- What the exercise asks
Quote verbatim the lines below, starting with the line that contains "the tree in" and ending with the line that contains "<point>311,104</point>", both included.

- Supplied records
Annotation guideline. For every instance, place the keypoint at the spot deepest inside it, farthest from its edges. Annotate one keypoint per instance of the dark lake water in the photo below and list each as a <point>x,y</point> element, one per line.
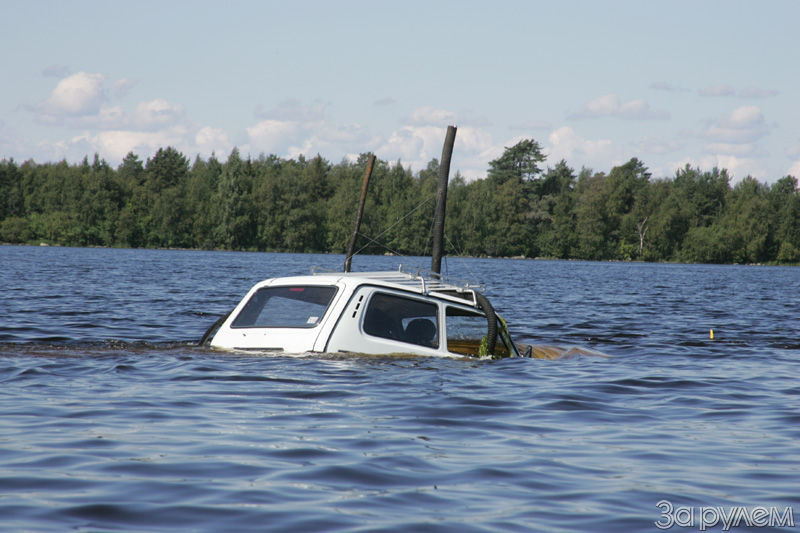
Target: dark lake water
<point>112,420</point>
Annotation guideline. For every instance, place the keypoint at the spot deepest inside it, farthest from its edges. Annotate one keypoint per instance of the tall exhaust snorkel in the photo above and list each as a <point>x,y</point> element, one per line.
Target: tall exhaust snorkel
<point>438,237</point>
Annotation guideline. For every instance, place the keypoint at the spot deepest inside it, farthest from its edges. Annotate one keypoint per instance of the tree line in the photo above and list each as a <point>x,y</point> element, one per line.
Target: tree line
<point>521,208</point>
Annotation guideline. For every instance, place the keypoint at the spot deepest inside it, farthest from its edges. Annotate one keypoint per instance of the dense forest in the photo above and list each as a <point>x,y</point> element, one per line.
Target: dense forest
<point>521,208</point>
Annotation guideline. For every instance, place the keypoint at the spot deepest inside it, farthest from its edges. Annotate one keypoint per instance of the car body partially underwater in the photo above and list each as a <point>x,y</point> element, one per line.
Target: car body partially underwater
<point>365,313</point>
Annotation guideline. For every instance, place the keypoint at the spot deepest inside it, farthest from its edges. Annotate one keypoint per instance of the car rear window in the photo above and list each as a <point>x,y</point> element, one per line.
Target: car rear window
<point>300,306</point>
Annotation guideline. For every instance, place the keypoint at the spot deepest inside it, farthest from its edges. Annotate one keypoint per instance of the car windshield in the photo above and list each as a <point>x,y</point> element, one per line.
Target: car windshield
<point>300,306</point>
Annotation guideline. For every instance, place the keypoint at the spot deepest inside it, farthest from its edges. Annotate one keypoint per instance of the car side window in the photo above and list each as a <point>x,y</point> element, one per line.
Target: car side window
<point>402,319</point>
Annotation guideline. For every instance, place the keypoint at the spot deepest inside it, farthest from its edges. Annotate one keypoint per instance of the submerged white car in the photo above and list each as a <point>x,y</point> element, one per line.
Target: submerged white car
<point>366,313</point>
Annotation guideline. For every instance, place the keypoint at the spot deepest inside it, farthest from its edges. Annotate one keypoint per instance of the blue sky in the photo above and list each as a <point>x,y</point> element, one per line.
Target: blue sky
<point>595,83</point>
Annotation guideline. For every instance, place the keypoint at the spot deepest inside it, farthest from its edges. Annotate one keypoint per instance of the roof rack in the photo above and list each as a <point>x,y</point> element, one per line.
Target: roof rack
<point>422,282</point>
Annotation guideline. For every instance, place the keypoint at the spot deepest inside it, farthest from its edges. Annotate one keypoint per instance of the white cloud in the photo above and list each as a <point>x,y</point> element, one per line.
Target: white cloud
<point>610,105</point>
<point>115,144</point>
<point>77,95</point>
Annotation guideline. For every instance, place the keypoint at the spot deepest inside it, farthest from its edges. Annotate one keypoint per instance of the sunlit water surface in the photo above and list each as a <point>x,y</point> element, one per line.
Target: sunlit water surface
<point>111,419</point>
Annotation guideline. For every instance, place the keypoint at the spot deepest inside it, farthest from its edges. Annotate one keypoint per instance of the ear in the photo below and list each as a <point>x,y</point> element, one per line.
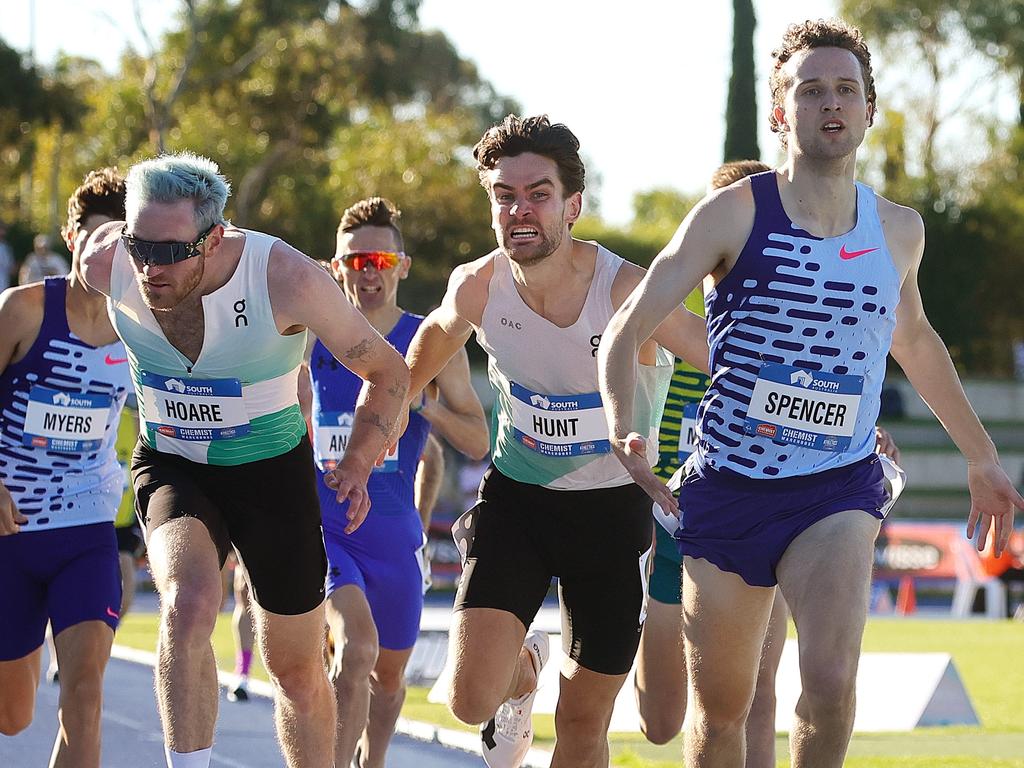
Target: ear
<point>573,207</point>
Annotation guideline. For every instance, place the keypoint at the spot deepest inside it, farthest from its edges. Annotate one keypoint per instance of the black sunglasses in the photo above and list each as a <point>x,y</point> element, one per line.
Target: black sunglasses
<point>162,253</point>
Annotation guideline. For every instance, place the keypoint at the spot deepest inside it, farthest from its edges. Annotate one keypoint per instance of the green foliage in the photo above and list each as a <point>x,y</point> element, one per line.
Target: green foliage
<point>741,107</point>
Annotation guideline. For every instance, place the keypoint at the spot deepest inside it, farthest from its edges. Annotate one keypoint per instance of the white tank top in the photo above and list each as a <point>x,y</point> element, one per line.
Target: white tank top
<point>549,424</point>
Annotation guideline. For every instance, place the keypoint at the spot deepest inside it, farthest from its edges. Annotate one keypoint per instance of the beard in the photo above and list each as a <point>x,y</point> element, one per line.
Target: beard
<point>165,298</point>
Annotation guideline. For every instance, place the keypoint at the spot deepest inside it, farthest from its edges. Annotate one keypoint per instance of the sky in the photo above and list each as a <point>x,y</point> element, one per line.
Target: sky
<point>642,83</point>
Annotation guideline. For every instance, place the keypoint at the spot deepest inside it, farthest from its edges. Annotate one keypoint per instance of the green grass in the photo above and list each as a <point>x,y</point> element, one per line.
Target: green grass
<point>988,655</point>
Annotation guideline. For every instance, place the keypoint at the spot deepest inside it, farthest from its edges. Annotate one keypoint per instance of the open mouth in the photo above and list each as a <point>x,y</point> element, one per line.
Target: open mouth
<point>523,232</point>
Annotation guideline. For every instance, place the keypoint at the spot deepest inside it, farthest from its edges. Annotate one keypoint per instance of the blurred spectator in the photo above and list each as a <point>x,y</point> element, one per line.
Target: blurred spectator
<point>42,262</point>
<point>6,258</point>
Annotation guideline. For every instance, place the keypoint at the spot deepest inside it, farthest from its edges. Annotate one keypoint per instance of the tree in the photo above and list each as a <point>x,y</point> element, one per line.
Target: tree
<point>741,107</point>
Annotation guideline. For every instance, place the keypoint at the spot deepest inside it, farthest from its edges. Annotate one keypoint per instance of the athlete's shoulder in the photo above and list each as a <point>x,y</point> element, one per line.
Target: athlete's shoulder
<point>20,317</point>
<point>903,227</point>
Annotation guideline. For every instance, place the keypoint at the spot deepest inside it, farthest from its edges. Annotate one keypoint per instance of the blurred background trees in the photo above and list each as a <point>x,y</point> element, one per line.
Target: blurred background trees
<point>311,104</point>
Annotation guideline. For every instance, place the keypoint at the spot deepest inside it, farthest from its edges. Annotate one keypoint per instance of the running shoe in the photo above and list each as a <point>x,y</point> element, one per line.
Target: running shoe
<point>508,735</point>
<point>239,693</point>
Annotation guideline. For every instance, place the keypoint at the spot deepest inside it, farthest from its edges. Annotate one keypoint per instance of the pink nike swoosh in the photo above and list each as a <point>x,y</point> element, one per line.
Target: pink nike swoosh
<point>847,255</point>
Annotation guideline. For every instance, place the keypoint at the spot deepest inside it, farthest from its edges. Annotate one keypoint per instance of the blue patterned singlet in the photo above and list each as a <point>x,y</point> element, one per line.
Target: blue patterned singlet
<point>799,332</point>
<point>61,403</point>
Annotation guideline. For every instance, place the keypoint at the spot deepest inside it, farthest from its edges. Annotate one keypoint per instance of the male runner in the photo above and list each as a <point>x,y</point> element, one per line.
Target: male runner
<point>555,502</point>
<point>376,576</point>
<point>64,380</point>
<point>214,321</point>
<point>660,677</point>
<point>815,280</point>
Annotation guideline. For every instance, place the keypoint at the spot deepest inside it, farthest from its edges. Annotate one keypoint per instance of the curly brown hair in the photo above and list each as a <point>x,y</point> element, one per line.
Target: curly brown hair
<point>373,212</point>
<point>730,173</point>
<point>101,193</point>
<point>823,33</point>
<point>515,135</point>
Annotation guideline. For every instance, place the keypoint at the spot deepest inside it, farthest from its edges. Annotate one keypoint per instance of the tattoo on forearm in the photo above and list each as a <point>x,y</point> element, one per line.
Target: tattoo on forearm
<point>397,389</point>
<point>381,423</point>
<point>361,351</point>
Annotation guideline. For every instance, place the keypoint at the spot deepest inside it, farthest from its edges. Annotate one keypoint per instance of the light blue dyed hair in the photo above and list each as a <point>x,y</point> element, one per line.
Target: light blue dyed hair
<point>170,178</point>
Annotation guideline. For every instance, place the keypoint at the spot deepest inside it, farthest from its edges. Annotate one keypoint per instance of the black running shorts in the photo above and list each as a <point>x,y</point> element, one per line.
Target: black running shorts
<point>268,510</point>
<point>520,536</point>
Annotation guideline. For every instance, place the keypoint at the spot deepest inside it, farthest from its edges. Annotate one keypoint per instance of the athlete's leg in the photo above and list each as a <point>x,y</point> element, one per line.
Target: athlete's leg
<point>18,680</point>
<point>583,715</point>
<point>660,677</point>
<point>304,712</point>
<point>825,578</point>
<point>355,653</point>
<point>126,562</point>
<point>761,720</point>
<point>186,570</point>
<point>488,663</point>
<point>724,621</point>
<point>82,653</point>
<point>242,631</point>
<point>387,693</point>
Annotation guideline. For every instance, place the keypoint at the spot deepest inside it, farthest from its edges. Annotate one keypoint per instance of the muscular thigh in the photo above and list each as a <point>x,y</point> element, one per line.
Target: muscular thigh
<point>603,540</point>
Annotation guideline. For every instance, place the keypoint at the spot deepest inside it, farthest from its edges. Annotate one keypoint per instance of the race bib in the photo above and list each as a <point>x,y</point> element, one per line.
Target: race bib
<point>558,425</point>
<point>810,409</point>
<point>333,430</point>
<point>688,430</point>
<point>66,422</point>
<point>194,410</point>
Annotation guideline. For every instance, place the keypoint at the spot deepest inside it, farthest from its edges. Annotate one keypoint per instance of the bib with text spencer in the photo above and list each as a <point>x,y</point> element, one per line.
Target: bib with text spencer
<point>194,410</point>
<point>810,409</point>
<point>688,430</point>
<point>333,430</point>
<point>66,422</point>
<point>559,425</point>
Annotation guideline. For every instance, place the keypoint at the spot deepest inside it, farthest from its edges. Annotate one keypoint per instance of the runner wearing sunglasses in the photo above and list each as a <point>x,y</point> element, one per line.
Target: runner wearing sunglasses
<point>214,320</point>
<point>377,574</point>
<point>64,380</point>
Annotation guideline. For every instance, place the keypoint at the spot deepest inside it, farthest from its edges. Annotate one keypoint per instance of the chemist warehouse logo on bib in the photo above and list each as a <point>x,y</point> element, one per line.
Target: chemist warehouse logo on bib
<point>806,380</point>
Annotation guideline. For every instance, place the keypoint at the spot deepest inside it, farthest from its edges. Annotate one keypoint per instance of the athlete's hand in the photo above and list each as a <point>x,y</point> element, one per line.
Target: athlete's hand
<point>350,484</point>
<point>632,452</point>
<point>992,500</point>
<point>10,519</point>
<point>884,443</point>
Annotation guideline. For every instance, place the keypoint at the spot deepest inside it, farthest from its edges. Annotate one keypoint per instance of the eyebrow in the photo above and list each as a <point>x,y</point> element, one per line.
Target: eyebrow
<point>534,185</point>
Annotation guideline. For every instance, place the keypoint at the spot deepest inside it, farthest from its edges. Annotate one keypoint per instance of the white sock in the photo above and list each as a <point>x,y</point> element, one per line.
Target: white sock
<point>198,759</point>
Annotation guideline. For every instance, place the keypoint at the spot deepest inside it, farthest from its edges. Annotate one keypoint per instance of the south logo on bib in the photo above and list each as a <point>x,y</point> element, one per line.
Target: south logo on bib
<point>810,409</point>
<point>67,422</point>
<point>333,431</point>
<point>199,410</point>
<point>558,425</point>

- Written solution
Annotation guideline. For every instance, place the keypoint at the spot deepest inside it, farthest from its edges. Annotate one keypoint per instance of the tree in the photo above and list each as a <point>x,y</point> element, one per line.
Target: tree
<point>741,107</point>
Annotation guideline. For every instance, place the keypoint at the spot deepest inside it, farthest from its edges. Annotate one keypoint per instance of the athlete's shoulder in the photo above and list each as a <point>x,y</point> element, one per line.
Target: athlete's shoulder
<point>20,317</point>
<point>903,227</point>
Annotation guideline. For every instance, place the keypoint at the spot deepest inside it, farthest from its edges. Annotate one keypoint per instance of the blurred background trees in the photo above and list each as a <point>x,y</point> element, one per line.
Target: blurred background trees
<point>311,104</point>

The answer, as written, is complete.